### STORED ROWS
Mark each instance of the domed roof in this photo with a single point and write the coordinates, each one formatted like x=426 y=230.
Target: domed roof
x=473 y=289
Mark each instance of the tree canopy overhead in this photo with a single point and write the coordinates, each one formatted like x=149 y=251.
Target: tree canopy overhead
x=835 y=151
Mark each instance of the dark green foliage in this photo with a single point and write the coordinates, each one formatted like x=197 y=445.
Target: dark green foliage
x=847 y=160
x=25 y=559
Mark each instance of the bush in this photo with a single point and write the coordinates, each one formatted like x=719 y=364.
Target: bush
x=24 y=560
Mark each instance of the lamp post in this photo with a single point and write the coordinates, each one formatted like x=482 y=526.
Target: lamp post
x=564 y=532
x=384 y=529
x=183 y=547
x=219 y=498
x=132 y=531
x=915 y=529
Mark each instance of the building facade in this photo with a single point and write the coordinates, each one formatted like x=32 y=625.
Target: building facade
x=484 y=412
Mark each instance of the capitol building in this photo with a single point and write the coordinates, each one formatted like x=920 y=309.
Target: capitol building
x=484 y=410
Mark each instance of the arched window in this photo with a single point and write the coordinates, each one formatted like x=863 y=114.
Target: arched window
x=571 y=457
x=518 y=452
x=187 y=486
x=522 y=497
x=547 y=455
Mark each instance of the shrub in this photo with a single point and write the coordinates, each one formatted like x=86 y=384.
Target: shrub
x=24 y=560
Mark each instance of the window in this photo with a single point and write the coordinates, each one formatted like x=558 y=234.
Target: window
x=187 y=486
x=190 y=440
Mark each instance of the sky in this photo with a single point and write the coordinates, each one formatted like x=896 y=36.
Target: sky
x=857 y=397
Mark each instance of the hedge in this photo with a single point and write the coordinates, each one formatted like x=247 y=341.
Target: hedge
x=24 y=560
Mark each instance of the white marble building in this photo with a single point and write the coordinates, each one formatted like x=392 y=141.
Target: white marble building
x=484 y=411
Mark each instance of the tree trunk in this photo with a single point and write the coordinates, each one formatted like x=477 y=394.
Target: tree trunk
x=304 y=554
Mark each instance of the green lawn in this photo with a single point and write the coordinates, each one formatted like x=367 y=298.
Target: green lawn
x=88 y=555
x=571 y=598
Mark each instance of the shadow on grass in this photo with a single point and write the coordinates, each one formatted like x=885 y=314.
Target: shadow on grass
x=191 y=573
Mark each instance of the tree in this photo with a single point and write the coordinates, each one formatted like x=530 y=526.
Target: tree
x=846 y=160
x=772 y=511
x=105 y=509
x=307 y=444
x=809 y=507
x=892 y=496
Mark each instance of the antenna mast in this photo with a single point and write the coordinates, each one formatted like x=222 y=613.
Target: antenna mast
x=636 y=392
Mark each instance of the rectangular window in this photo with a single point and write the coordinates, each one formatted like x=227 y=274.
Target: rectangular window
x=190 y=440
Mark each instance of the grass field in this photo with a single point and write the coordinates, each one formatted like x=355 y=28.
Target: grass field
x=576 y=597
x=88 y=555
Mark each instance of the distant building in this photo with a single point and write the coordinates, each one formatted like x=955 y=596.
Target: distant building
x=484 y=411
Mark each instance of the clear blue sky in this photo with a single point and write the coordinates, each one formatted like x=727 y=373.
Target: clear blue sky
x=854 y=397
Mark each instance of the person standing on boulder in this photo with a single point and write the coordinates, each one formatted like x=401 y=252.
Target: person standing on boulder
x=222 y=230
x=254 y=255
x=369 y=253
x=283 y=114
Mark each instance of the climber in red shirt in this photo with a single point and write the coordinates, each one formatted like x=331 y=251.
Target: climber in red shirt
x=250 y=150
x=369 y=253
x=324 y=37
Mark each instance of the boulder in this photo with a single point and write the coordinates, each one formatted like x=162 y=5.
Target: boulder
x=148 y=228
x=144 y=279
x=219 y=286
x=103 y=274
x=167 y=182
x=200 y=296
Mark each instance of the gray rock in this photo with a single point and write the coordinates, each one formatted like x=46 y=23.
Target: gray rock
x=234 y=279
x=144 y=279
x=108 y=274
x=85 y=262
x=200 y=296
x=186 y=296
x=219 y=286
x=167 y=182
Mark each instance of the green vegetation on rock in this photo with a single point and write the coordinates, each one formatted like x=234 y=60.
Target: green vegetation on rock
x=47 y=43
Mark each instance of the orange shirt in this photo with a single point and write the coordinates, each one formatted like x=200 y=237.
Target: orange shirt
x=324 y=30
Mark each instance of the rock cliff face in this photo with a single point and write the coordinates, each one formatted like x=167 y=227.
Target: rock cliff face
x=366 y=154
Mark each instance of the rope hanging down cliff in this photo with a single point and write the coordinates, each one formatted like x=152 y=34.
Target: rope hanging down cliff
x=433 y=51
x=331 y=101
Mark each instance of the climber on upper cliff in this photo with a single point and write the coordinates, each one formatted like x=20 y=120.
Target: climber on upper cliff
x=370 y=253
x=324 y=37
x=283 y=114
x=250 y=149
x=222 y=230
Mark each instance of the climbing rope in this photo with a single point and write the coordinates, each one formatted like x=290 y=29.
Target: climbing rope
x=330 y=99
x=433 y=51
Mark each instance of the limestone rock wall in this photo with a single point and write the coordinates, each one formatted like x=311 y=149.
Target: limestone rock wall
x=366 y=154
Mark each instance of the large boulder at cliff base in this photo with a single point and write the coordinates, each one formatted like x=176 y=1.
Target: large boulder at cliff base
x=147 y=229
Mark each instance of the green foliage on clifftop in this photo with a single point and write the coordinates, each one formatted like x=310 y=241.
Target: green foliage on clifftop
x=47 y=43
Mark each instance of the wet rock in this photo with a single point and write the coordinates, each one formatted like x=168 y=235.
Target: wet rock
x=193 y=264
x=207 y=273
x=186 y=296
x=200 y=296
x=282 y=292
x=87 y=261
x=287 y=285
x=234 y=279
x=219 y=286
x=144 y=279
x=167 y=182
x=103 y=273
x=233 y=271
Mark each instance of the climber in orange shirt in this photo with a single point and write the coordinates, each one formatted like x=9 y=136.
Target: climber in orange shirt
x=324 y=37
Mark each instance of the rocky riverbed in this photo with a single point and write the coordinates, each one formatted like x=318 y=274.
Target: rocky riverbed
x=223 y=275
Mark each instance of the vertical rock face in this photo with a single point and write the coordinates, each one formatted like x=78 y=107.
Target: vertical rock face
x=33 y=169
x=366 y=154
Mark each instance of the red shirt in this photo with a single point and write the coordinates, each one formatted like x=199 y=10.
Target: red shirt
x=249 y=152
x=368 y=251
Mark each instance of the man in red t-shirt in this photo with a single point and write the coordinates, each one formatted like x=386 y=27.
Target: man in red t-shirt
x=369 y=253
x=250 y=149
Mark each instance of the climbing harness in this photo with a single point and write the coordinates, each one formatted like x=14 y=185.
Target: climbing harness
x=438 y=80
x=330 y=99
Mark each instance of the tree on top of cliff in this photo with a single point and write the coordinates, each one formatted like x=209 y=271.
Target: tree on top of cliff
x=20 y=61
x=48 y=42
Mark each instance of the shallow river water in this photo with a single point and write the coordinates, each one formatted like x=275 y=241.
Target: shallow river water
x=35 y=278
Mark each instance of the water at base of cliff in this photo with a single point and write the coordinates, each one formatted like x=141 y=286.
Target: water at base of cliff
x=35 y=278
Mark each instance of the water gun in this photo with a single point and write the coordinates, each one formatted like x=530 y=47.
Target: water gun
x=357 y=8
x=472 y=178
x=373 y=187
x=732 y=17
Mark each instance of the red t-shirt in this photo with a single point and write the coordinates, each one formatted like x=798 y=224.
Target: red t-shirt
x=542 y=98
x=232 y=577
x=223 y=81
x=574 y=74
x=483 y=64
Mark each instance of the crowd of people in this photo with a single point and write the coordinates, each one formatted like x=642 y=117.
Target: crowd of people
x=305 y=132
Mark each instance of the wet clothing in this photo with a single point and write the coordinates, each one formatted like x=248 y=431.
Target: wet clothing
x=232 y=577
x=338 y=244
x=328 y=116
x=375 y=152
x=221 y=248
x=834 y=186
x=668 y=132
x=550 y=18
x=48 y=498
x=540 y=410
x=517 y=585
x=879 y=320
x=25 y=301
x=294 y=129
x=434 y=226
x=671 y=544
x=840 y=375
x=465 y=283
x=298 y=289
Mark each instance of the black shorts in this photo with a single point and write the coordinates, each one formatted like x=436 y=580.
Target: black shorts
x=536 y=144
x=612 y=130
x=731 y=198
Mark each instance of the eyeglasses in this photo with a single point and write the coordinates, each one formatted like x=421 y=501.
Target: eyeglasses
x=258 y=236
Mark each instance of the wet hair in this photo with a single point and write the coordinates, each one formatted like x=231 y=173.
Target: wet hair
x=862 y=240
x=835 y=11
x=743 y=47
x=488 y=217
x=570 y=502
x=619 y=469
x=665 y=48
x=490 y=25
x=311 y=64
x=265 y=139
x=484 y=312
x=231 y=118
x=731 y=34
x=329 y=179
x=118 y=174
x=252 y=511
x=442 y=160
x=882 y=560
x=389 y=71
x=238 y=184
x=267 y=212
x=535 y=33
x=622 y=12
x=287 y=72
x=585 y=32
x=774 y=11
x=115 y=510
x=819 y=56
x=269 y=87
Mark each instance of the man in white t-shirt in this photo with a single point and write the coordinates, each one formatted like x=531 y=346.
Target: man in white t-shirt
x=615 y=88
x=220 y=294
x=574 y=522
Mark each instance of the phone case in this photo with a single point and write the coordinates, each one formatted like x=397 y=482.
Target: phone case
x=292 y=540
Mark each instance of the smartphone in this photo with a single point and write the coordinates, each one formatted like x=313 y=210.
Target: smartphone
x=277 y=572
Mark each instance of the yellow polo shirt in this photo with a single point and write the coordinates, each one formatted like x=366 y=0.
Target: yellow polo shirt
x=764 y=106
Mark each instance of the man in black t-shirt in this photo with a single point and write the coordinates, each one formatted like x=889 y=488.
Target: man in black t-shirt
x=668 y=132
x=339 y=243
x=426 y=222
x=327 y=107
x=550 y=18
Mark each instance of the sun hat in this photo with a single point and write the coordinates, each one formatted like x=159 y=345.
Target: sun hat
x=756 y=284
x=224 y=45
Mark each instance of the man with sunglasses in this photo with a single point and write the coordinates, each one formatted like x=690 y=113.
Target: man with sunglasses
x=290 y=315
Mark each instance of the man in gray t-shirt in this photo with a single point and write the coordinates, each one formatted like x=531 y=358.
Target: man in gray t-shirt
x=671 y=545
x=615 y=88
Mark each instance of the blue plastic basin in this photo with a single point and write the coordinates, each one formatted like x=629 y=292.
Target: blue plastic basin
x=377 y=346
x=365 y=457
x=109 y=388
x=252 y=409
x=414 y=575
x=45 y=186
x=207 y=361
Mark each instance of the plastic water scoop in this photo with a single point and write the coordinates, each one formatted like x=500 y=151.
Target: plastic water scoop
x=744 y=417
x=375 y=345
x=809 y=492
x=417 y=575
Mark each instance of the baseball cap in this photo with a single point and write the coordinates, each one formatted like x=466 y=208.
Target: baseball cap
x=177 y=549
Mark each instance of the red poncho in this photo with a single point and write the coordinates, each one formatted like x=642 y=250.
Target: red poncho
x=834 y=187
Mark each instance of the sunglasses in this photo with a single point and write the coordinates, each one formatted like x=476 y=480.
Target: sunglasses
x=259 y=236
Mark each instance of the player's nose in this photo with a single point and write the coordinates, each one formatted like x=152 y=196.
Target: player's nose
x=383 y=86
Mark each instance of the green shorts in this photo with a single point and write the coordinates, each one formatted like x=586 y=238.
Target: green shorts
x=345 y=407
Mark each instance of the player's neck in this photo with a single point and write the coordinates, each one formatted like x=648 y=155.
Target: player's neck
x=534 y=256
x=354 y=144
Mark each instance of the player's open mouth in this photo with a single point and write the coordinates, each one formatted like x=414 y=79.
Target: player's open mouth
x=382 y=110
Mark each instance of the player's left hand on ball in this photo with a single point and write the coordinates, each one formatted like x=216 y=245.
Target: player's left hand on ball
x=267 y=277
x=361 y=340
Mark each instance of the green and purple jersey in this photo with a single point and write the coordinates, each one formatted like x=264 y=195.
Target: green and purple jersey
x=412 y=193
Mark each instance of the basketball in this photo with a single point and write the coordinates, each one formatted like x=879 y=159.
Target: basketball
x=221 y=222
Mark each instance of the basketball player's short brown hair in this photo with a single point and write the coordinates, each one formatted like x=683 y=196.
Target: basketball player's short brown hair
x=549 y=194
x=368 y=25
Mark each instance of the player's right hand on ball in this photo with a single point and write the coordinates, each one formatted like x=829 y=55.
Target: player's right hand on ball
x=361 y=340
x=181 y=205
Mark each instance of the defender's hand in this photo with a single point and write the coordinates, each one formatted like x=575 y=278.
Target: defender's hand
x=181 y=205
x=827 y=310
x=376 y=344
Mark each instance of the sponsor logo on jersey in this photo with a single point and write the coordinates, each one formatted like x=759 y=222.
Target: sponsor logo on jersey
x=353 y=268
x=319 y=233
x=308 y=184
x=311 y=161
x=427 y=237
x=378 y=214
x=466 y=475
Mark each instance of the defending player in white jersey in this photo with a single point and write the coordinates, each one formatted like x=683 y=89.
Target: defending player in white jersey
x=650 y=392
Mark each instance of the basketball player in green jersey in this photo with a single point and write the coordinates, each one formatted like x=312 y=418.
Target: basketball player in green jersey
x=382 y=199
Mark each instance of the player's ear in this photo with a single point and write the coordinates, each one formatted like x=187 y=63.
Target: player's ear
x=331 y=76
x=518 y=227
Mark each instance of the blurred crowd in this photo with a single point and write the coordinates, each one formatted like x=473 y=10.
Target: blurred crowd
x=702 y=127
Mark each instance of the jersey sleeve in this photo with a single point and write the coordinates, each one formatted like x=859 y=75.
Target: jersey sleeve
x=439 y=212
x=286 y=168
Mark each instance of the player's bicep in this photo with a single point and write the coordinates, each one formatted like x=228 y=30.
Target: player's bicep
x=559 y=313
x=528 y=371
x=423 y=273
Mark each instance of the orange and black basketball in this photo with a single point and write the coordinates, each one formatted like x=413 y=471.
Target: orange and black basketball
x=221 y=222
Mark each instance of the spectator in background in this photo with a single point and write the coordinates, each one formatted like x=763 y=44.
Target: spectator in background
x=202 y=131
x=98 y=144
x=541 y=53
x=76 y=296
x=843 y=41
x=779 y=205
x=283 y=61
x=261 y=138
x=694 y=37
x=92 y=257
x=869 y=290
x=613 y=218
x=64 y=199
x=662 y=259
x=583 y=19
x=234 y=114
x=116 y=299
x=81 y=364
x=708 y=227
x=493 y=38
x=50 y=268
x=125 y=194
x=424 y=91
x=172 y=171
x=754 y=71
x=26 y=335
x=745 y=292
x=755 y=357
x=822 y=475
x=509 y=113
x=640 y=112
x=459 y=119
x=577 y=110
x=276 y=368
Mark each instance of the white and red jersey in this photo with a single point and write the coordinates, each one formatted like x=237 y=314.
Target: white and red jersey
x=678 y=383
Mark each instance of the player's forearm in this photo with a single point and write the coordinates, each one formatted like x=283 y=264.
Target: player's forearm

### TASK BRIEF
Copy the data starting at the line that contains "Mark each instance of the player's left" and ending at the line that contains "x=650 y=392", substituting "shirt" for every occurrence of "jersey" and leaving everything else unchanged.

### WRITTEN RESPONSE
Mark each instance of the player's left hand on ball in this photo with a single point and write the coordinates, each one formatted like x=216 y=245.
Target: player's left hand on ball
x=267 y=277
x=361 y=340
Mark each instance of the green and purple shirt in this photo with a single point and write the coordinates, each one formatted like x=264 y=195.
Target: green and purple shirt
x=412 y=193
Mark each instance of the basketball in this photo with a single point and write the coordinates, each one formatted like x=879 y=159.
Target: basketball
x=221 y=222
Mark each instance of the basketball player's short brown hair in this photo with a single point and write the coordinates, each one formatted like x=683 y=196.
Target: basketball player's short brown hair
x=549 y=194
x=368 y=25
Mark each instance of the player's right hand on ball in this photo with a single point and write the coordinates, each one formatted like x=829 y=55.
Target: player's right hand on ball
x=361 y=340
x=181 y=205
Mark each instance of the defender's hand in this photo with a single point and write the coordinates, each one formatted like x=575 y=278.
Target: defender's hand
x=181 y=205
x=827 y=310
x=376 y=344
Mark each instance of the sponsor logo on shirt in this photo with a single point and write the coordinates, each one formatted like x=759 y=222.
Target: sponsor logo on shirt
x=353 y=268
x=319 y=233
x=308 y=184
x=311 y=161
x=427 y=237
x=378 y=214
x=466 y=475
Mark each instance of the defending player in white shirt in this photo with a single point and write the coordinates, each one formatted like x=683 y=89.
Target: defending player in white shirt
x=650 y=392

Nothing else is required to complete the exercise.